■ PAGE TEXT:
'''
A new line of adult action figures is the latest creation for SOTA Corp., a firm

that specializes in children’s toys and collectibles as well as special effects





By CHRISTOPHER KEOUGH

Staff Reporter

Life and business are a game for Jerry Macaluso.

He’s always looking for the next business pursuit and once he finds it he makes sure he’s competitive.

Take the time he tired of his safe investments in mutual funds. He took $5,000 and started actively playing the stock market. “I read everything I could and taught myself to day trade,” he said. “It’s how I bought my house a year later.”

It’s a second mortgage on that house that’s supporting Macaluso’s latest play, Plastic Fantasy Inc., which licenses and manufactures adult action figures modeled on women in the adult entertainment industry. Macaluso’s other business is Van Nuys-based SOTA Corp. (SOTA stands for State of the Art), which operates SOTA FX and SOTA Digital, special effects houses.

There’s also a division called SOTA Toys and Collectibles, which develops and licenses non-adult action figures. Its first licensed products will be six busts of “Planet of the Apes” characters from 20th Century Fox.

SOTA’s revenues dropped in 2001 as the toys division trimmed staff and cut back on its prototype work to concentrate on licenses and developing its own properties.

Meanwhile, Plastic Fantasy, which Macaluso launched last year with money from his second mortgage plus credit cards, has licenses to distribute action figures for 25 adult film actresses, including star Jenna Jameson.

The first product, a six-inch Jameson doll, sold 10,000 units since its January release. “When he first approached me I didn’t take it seriously,” said Jameson. “I didn’t understand the idea, but Jerry talked me through the whole thing.”

‘Miami Vice’

Taking chances is how Macaluso got his business going. In 1985, when he was 18, Macaluso started SOTA FX in Miami, where he had been doing special effects and makeup on the set of “Miami Vice.” He was a year ahead in school, having skipped seventh grade, and worked out an arrangement to spend half the day on the set.

He kept sending samples to a top Hollywood special effects man, Rick Baker, who liked what he saw and recommended Macaluso for a small project in Miami called “Scared Stiff” which then led to “The Unholy.”

In 1988, Macaluso moved to Los Angeles and spent two years begging directors and producers to let him read their scripts and prepare mockup special effects budgets. Finally, he thought he hit the jackpot.

Macaluso and partner Roy Knyrim, who he met after arriving in L.A., got a phone number for director Sam Raimi, who was working on “Army of Darkness,” the third film in his “Evil Dead” horror series. They read the script and pitched an effects budget.
'''
[A block of data]
'''
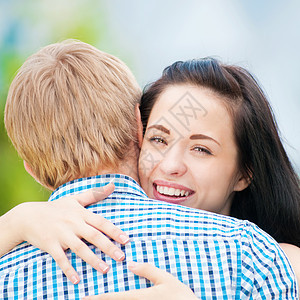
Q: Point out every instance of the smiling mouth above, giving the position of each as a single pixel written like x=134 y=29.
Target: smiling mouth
x=172 y=192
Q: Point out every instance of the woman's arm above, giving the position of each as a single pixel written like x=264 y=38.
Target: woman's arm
x=61 y=224
x=293 y=254
x=166 y=286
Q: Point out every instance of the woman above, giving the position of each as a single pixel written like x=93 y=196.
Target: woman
x=211 y=143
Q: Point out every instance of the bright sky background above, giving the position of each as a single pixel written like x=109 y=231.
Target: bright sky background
x=263 y=36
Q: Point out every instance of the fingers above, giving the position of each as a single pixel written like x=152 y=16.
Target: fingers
x=94 y=195
x=106 y=227
x=155 y=275
x=60 y=257
x=129 y=295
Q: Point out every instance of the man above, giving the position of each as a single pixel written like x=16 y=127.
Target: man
x=72 y=114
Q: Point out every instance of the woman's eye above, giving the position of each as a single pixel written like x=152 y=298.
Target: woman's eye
x=158 y=140
x=201 y=150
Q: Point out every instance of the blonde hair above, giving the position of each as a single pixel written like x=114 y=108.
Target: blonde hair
x=70 y=111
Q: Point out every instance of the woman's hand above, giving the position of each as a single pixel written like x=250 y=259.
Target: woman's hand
x=166 y=286
x=61 y=224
'''
■ WHAT THE EXERCISE ASKS:
Answer these questions using the article about Jerry Macaluso, one line each:
(a) How much money did Macaluso take to start actively playing the stock market?
(b) How many units has the six-inch Jameson doll sold since its January release?
(c) In what year did Macaluso move to Los Angeles?

■ ANSWER TO THIS PROBLEM:
(a) $5,000
(b) 10,000
(c) 1988